Tugas a -
Temukan setiap baris catatan yang memuat kata "black", lalu salin baris-baris itu.

Laman

18 September 2010

Permasalahan Budaya Massa dan Media Massa

Media massa seperti radio dan film mentransmisikan dan menanamkan ideologi resmi negara fasis karena dapat dikendalikan dari pusat dan dapat menyiarkan kepada penduduk secara umum. Ketiadaan organisasi-organisasi politik tandingan di dalam masyarakat totaliter hanya ditambahkan pada efesiensi persamaan ini: media massa menandingi propaganda massa dan menandingi represi massa. Keberadaan sarana-sarana yang sangat efektif dalam mencapai orang dalam jumlah besar di dalam masyarakat dengan sistem politik terpusat dan totaliter dipandang oleh orang banyak sebagai suatu cara lain, disertai paksaan untuk mengakarkan sistem semacam itu dan menghalangi berbagai alternatif demokratis.


Potensi ini juga ditandai oleh usaha secara sengaja dan sadar oleh partai Nazi di Jerman pada dasawarsa 1930-an untuk memantapkan ideologi Nazi di semua bidang kebudayaan dan kesenian, serta menghapuskan ideologi-ideologi politik maupun estetik alternatif. Tujuannya adalah untuk mendapatkan bantuan dari para intelektual, penulis, novelis, penyair, pelukis, pemahat, musisi, akademisi, arsitek, dan sebagainya, dengan tujuan memastikan ideologi Nazi tersebar sebagai estetika Nazi.

Cuplikan data anotasi titik -
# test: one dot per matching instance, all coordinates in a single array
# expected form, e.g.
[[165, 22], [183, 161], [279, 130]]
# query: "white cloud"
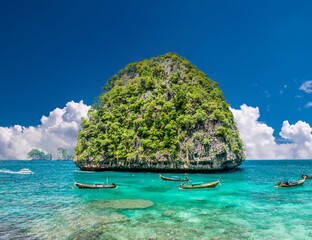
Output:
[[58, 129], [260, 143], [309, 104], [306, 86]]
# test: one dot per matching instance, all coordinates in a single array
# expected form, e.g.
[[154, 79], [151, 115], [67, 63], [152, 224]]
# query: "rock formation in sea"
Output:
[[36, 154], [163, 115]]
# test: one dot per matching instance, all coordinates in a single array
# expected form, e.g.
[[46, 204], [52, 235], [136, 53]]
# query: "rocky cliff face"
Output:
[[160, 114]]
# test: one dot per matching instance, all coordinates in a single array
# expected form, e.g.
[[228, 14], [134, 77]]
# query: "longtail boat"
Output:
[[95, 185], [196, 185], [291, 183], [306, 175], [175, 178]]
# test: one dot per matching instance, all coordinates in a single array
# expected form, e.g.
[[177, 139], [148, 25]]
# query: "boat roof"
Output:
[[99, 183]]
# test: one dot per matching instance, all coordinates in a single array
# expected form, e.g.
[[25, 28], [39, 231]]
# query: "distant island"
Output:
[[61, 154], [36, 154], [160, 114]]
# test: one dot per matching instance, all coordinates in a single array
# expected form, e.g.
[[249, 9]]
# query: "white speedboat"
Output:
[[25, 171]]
* * *
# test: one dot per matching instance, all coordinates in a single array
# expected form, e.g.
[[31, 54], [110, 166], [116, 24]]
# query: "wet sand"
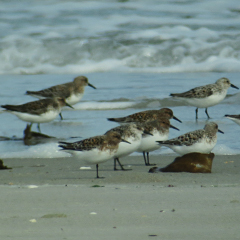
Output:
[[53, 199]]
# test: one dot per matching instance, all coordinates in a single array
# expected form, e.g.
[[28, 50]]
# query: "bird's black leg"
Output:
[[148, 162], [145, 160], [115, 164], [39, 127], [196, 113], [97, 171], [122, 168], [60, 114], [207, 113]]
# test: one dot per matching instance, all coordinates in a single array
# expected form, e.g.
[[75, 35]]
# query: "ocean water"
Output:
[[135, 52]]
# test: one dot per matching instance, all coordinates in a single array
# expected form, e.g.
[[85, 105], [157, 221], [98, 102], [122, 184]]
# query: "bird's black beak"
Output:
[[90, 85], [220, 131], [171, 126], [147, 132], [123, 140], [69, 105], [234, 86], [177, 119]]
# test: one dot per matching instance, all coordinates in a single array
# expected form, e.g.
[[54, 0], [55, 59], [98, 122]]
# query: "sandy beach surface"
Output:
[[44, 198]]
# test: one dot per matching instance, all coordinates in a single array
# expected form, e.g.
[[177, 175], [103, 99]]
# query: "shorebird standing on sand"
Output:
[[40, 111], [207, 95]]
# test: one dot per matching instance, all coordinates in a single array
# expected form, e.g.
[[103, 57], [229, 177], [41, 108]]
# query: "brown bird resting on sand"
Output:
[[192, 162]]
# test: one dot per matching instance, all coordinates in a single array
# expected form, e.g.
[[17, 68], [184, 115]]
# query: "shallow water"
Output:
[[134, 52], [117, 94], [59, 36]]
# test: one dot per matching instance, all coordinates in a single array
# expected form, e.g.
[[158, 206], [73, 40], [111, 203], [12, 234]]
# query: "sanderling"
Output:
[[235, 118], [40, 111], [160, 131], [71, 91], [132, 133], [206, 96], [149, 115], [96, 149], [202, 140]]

Tugas b -
Menurut teks tentang budaya massa dan media massa, pada dasawarsa berapa partai Nazi di Jerman berusaha memantapkan ideologi Nazi di semua bidang kebudayaan dan kesenian?

Hasil Tugas a -
# query: "bird's black leg"
# query: "bird's black beak"

Hasil Tugas b -
Pada dasawarsa 1930-an.